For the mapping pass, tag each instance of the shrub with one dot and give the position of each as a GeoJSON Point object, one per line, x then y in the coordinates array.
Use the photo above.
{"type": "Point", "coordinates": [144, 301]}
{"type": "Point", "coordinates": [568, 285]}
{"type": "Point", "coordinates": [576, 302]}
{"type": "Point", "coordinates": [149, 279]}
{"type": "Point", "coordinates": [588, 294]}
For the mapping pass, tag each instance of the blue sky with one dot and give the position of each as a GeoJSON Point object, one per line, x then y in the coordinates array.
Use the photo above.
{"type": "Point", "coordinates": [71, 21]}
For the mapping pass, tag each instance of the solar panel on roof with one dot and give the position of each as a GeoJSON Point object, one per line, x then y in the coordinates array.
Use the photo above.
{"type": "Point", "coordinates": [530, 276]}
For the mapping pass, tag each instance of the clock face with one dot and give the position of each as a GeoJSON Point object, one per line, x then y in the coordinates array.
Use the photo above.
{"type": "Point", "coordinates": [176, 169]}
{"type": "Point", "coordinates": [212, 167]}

=======

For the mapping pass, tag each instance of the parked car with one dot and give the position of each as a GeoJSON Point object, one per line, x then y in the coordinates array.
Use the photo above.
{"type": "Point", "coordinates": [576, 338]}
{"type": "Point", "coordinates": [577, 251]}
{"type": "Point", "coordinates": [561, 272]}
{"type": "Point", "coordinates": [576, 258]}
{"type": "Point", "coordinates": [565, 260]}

=======

_Directions_
Extract every row above that contains the string "line", matching case exactly.

_Exercise solution_
For the mapping pass, tag each instance of the shrub with one dot and give the position of each as a GeoJSON Point object, one per line, x then y in the coordinates array.
For the mapping pass, tag each instance of the blue sky with one dot and give the position of each as a GeoJSON Point object, one per line, x then y in the coordinates array.
For the mapping pass, tag each instance of the solar panel on roof with one dot and give the position of each as a GeoJSON Point object, one per line, x then y in the coordinates array.
For the mapping pass, tag each instance of the clock face with one dot and give the position of each as a GeoJSON Point object, one per line, x then y in the coordinates array.
For the mapping pass, tag each instance of the parked car with one dot and give the position of each as a GeoJSON Point object, one per line, x then y in the coordinates array.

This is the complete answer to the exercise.